Verilen Metin:
• • •

USS Vincennes İran yolcu uçağı airbus a300’ü vurdu
Ahmet Kılıçaslan Aytar / 6.07.2019
ahmetkilicaslanaytar@gmail.com
BAĞIMSIZLIK GÜNÜ
KUTLAMALARINDA BİR PROVOKASYON
Temmuz 2017’de Başkan D.Trump, Fransa Cumhurbaşkanı E. Macron ile yaptığı görüşmede, Paris’te Bastille Günü kutlamalarındaki askeri geçit töreninden çok etkilendiğini, Kendisinin de benzer bir geçit töreninin ABD’de yapılmasını istediğini söylemişti.
*
Nihayet bu 4 Temmuz Bağımsızlık Günü kutlamalarında;
Hem Amerikan Milleti’nin kudretinin bir göstergesi olması,Hem Başkan’ın yakın süre önce resmen başlattığı 2020 seçim kampanyası, Hem de 20 Haziran’da Umman Körfezi’nde İran hava sahasını ihlal eden ABD’ye ait RQ-4 Global Hawk insansız hava aracının düşürülmesinin rövanşı için;
*
Farklı eyaletler getirilen 70’er tonluk Abrams tankları ve üretimine 1940’larda son verilen Sherman tankları, Washington’da Lincoln Anıtı’nın arkasındaki yola konuşlandırıldı. Hava gösterilerinde Air Force One’ın bir saat havada kalmasının maliyeti 205 bin dolar, F-35 savaş uçağının ise en az 20 bin dolardı! Gösterilerden ziyade maliyet çok tartışıldı…
*
Halbuki Başkan Trump’ın geçen yıl tek taraflı olarak nükleer anlaşmadan çekilmesi ve Tahran yönetimine yeni yaptırımlar getirmesiyle, ABD ile İran arasında gerginliğin çok yükseldiği bu sırada; İran’ı savaşa tesvik etmek üzere 3 Temmuz’da insanlı bir ABD keşif uçağına İran hava sahasında uçması emri verildi.
*
Böylece Başkan ve arkasında saf tutan heyet ve Pentagon komutanları, 4 Temmuz kutlamalarının havai fişekleri altında; Amerikan halkına yürüttükleri sonsuz savaşları satmanın, ezilen ülkeleri unutturmanın ve dünyaya kimin patron olduğunu göstermenin fırsatını kullanacaklardı…
*
3 Temmuz 1988’de İran Havayolları’na ait 655 uçuş numaralı A300 Airbus yolcu uçağı, 274 yolcu ve 16 mürettebatıyla, Bandar Abbas Havalimanından Dubai’ye kalktı. Ne ki, ABD Donanmasına ait USS Vincenses Güdümlü Füze Kruvazörü’nden ateşlenen 2 adet Orta Menzilli Hava Savunma füzesi SM-2 (Standart Missile) ile vuruldu. Basra Körfezi sularına gömüldü, 290 insan hayatını kaybetti.

• • •

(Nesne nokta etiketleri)
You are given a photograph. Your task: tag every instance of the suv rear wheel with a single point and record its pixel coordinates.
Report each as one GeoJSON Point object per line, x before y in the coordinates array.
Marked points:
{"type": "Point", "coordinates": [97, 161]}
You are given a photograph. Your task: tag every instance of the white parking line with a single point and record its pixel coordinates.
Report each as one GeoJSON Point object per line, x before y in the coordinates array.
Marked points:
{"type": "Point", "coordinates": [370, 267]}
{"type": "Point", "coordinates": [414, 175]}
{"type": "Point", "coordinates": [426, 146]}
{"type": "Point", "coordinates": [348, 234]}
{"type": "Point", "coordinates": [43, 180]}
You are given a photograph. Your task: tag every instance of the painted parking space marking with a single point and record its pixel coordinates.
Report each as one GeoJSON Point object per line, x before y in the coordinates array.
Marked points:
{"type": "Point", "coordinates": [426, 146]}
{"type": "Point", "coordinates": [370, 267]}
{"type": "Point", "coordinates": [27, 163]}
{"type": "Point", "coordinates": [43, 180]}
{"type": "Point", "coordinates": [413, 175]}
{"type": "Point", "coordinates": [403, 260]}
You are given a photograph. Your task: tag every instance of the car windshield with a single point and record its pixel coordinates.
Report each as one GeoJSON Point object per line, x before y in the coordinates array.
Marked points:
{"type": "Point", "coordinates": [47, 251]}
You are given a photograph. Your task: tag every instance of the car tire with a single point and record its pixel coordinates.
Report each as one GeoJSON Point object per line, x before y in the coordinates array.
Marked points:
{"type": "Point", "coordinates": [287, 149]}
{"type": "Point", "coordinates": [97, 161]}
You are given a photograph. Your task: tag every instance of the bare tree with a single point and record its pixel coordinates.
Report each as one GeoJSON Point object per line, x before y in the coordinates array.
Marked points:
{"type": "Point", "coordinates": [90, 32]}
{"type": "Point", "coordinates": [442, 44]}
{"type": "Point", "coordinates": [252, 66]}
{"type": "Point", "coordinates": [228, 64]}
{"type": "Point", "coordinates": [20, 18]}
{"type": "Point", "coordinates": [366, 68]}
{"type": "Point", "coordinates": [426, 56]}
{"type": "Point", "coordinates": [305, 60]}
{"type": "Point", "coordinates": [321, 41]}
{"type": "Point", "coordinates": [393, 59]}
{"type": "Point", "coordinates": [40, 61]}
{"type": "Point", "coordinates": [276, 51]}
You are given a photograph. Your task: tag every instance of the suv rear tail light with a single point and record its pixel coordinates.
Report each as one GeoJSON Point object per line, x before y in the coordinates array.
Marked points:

• • •

Yapılacak İşler:
a. Metne göre aşağıdaki soruları yanıtlayınız:
(i) Air Force One'ın bir saat havada kalmasının maliyeti ne kadardı?
(ii) 3 Temmuz 1988'de vurulan yolcu uçağı hangi havalimanından kalkmıştı?
(iii) RQ-4 Global Hawk insansız hava aracı hangi tarihte düşürülmüştü?
b. Metnin "USS Vincennes İran" sözcükleriyle başlayıp "yapılmasını istediğini söylemişti." sözcükleriyle biten bölümünü harfi harfine aktarınız.
c. Aşağıdaki ifadelerin metinle uyuşup uyuşmadığını belirtiniz. Her biri için evet ya da hayır deyiniz ve kararı belirleyen sözcükleri metinden tırnak içinde aktarınız.
(i) Sherman tanklarının üretimi 1940'larda durdurulmuştu.
(ii) A300 yolcu uçağı Dubai'den Bandar Abbas'a gitmek üzere kalkmıştı.
(iii) Tanklar Lincoln Anıtı'nın önündeki meydana yerleştirildi.
Kayıtların metinle herhangi bir ilgisi bulunmamaktadır.

Yanıt Dizisi:
a.
(i) 205 bin dolar
(ii) Bandar Abbas Havalimanı
(iii) 20 Haziran

b.
USS Vincennes İran yolcu uçağı airbus a300’ü vurdu
Ahmet Kılıçaslan Aytar / 6.07.2019
ahmetkilicaslanaytar@gmail.com
BAĞIMSIZLIK GÜNÜ
KUTLAMALARINDA BİR PROVOKASYON
Temmuz 2017’de Başkan D.Trump, Fransa Cumhurbaşkanı E. Macron ile yaptığı görüşmede, Paris’te Bastille Günü kutlamalarındaki askeri geçit töreninden çok etkilendiğini, Kendisinin de benzer bir geçit töreninin ABD’de yapılmasını istediğini söylemişti.

c.
(i) Evet: "üretimine 1940’larda son verilen Sherman tankları"
(ii) Hayır: "Bandar Abbas Havalimanından Dubai’ye kalktı"
(iii) Hayır: "Lincoln Anıtı’nın arkasındaki yola konuşlandırıldı"